List of tasks:
1/ Quote the notebook excerpt word for word. Begin at the words "train a text" and stop after the words "output_sequence_length=max_length)".
2/ In the notebook excerpt, what value is assigned to max_length?
3/ Condense the paragraph of the notebook excerpt that begins "inputs.shape:" into a short list, keeping its main facts.

Extracted text:
________________

Found 20000 files belonging to 2 classes.
Found 5000 files belonging to 2 classes.
Found 25000 files belonging to 2 classes.


take a look at the batch data

In [16]:
for inputs, targets in train_dataset:
    print("inputs.shape: ", inputs.shape)
    print("inputs.dtype:", inputs.dtype)
    print("targets.shape:", targets.shape)
    print("targets.dtype:", targets.dtype)
    print("inputs[0]:", inputs[0])
    print("targets[0]:", targets[0])
    break


inputs.shape:  (32,)
inputs.dtype: <dtype: 'string'>
targets.shape: (32,)
targets.dtype: <dtype: 'int32'>
inputs[0]: tf.Tensor(b"I am a huge fan of Say Anything, Jerry Maguire, and Almost Famous (I wasn't that big on Singles), so it's safe to say that I look forward to anything that Cameron Crowe attaches his name to. I went to see Vanilla Sky having been told that it was a very weird movie and that I probably wouldn't like it if I was expecting anything similar to Crowe's other films. Well, having just seen it, let me say that the former was correct, and the latter couldn't have been more wrong. It is a very weird movie, and nothing really comes together until the end. Anyone who tells you that they saw it coming halfway into the movie is either lying to you or is unable to detach their hindsight from their memory. Anyway, the movie was stellar, and I look forward to owning it as soon as the DVD is released. I was moved by the film, and felt emotionally spent by the end. This is an ex

train a text vectorization layer with unlabeled data

In [17]:
text_only_train_dataset = train_dataset.map(lambda x, y: x)  # do not need labels to train the text vectorization layer

max_length = 600
max_tokens = 20_000
text_vectorization = layers.TextVectorization(
    max_tokens=max_tokens,
    output_mode="int",
    output_sequence_length=max_length)

text_vectorization.adapt(text_only_train_dataset)

prepare integer sequence datasets

In [18]:
int_train_dataset = train_dataset.map(
    lambda x, y: (text_vectorization(x), y),
    num_parallel_calls=4)

________________

Entries shown:
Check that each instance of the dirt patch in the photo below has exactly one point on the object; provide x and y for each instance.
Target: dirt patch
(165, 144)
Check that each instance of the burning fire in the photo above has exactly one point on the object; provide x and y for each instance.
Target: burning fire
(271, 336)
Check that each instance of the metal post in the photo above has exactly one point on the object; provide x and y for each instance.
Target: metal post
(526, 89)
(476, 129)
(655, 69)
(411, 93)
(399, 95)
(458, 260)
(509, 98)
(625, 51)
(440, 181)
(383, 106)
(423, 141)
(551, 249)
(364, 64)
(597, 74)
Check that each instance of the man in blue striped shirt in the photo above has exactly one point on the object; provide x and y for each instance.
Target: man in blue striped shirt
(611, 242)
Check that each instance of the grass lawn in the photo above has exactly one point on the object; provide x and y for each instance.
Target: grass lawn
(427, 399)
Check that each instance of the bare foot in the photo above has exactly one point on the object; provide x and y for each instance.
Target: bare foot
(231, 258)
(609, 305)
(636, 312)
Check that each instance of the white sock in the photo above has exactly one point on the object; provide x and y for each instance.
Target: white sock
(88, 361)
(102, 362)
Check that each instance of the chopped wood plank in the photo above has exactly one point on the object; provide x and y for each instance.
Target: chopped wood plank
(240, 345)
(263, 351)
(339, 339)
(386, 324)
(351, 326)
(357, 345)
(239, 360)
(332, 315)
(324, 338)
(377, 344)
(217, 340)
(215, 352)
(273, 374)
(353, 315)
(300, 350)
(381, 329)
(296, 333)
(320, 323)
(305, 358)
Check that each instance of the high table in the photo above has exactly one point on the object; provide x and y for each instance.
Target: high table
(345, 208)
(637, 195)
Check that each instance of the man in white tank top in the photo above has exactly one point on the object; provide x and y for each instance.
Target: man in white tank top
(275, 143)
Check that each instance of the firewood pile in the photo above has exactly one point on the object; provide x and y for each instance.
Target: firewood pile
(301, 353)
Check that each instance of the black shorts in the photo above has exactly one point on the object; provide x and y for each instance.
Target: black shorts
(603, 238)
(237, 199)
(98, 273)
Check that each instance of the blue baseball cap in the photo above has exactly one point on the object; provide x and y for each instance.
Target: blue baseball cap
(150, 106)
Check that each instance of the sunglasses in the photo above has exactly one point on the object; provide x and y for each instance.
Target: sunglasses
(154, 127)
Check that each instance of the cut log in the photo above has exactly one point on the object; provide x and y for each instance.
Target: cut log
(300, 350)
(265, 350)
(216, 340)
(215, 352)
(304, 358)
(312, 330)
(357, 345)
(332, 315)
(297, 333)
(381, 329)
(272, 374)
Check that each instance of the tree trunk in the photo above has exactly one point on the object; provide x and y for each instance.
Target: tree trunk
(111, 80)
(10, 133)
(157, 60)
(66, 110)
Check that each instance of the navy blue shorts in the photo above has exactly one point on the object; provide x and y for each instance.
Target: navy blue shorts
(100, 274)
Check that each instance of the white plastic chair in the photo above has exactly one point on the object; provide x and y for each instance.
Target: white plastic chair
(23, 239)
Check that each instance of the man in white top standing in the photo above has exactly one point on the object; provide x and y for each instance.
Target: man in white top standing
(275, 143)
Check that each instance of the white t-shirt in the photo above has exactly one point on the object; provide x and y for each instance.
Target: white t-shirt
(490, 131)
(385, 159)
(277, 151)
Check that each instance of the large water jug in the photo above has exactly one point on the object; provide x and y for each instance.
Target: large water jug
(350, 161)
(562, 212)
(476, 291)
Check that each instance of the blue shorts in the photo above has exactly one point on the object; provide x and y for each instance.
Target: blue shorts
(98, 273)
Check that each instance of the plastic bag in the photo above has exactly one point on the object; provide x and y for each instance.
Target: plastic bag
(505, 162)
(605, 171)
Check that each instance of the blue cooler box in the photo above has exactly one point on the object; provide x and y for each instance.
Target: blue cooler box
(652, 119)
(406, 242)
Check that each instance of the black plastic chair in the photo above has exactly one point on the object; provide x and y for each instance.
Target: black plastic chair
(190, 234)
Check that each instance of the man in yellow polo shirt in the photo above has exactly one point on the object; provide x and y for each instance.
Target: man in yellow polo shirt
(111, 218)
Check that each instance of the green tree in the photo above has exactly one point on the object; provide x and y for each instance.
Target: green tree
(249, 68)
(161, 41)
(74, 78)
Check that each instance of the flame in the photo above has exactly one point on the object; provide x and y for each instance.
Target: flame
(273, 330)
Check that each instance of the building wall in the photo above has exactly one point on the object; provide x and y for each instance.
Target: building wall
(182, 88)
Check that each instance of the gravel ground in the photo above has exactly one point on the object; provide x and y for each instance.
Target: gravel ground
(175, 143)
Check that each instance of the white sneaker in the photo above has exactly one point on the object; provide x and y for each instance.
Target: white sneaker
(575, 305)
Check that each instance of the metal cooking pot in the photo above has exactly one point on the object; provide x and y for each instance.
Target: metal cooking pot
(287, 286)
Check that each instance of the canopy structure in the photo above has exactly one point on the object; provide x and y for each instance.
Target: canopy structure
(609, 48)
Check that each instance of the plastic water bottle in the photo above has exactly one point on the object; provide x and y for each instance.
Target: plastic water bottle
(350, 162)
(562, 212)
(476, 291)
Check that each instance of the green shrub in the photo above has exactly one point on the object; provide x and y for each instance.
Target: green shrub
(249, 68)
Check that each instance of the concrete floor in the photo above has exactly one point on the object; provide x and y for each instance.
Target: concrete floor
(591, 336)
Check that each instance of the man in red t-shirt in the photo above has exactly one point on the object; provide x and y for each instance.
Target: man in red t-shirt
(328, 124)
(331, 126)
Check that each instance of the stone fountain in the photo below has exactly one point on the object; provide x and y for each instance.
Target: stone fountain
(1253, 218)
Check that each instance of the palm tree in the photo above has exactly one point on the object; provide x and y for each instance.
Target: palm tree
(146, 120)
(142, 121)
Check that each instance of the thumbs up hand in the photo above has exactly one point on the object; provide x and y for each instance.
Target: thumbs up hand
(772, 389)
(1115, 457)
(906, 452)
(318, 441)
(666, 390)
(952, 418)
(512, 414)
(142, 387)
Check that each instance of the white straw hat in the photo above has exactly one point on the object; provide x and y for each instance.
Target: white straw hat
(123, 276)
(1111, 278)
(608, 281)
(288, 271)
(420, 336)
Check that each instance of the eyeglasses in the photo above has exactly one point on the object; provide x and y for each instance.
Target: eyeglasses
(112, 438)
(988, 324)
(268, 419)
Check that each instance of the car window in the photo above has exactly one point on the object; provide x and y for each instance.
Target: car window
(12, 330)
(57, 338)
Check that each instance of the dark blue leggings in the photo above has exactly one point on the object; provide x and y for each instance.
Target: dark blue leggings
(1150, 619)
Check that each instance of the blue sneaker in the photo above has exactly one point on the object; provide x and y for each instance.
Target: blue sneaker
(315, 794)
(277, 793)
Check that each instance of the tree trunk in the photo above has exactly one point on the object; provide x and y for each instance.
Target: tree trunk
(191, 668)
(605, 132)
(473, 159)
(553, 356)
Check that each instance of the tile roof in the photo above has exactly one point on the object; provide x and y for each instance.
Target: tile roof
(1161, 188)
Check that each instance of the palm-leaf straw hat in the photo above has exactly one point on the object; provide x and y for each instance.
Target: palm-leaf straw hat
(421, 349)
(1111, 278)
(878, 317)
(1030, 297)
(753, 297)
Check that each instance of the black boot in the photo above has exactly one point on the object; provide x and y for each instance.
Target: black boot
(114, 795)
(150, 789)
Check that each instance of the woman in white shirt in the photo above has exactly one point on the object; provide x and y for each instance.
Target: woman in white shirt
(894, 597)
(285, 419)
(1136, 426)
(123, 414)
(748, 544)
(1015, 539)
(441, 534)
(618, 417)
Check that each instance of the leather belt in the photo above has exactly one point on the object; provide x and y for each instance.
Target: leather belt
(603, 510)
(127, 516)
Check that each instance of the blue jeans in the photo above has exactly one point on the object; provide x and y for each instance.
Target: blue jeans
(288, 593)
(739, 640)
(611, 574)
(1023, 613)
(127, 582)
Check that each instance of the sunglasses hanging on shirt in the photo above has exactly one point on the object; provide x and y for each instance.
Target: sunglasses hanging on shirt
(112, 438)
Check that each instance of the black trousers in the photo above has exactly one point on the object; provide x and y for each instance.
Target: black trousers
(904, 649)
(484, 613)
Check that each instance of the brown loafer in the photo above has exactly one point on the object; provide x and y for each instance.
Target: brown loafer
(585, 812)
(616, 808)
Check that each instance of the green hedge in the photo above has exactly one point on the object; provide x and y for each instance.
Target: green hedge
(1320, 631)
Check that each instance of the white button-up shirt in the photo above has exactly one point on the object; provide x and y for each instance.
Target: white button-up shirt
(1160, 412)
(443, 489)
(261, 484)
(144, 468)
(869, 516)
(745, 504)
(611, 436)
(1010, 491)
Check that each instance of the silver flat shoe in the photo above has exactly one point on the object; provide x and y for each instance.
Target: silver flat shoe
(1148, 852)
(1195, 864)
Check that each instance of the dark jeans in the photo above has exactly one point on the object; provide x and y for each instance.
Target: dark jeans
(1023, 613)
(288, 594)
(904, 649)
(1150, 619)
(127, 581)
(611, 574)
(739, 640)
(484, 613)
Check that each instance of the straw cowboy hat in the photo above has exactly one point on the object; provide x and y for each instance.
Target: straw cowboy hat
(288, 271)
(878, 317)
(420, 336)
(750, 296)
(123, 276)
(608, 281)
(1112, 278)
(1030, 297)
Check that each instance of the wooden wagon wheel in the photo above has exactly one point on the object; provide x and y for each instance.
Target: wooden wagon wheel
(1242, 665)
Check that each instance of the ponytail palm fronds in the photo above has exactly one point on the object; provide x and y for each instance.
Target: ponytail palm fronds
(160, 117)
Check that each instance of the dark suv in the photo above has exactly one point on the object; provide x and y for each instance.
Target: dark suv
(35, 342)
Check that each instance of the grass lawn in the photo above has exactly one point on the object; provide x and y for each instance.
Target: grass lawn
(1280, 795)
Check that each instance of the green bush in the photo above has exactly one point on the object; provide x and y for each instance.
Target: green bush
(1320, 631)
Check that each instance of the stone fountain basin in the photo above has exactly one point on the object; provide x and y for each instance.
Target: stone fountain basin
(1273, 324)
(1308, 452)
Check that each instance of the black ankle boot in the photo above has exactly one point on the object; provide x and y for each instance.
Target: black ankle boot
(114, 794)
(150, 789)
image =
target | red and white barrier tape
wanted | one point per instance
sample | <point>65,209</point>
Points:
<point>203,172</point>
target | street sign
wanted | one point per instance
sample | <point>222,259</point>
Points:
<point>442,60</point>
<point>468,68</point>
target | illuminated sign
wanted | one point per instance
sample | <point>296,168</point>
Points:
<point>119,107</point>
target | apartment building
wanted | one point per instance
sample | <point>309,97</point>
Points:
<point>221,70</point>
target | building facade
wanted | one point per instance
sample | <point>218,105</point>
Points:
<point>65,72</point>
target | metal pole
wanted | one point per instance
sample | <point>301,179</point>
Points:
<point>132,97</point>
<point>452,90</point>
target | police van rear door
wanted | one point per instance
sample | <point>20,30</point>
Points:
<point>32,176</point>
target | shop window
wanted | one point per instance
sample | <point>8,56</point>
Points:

________________

Task-by-task results:
1/
train a text vectorization layer with unlabeled data

In [17]:
text_only_train_dataset = train_dataset.map(lambda x, y: x)  # do not need labels to train the text vectorization layer

max_length = 600
max_tokens = 20_000
text_vectorization = layers.TextVectorization(
    max_tokens=max_tokens,
    output_mode="int",
    output_sequence_length=max_length)

2/ max_length is set to 600.

3/
- Inputs: shape (32,), dtype string
- Targets: shape (32,), dtype int32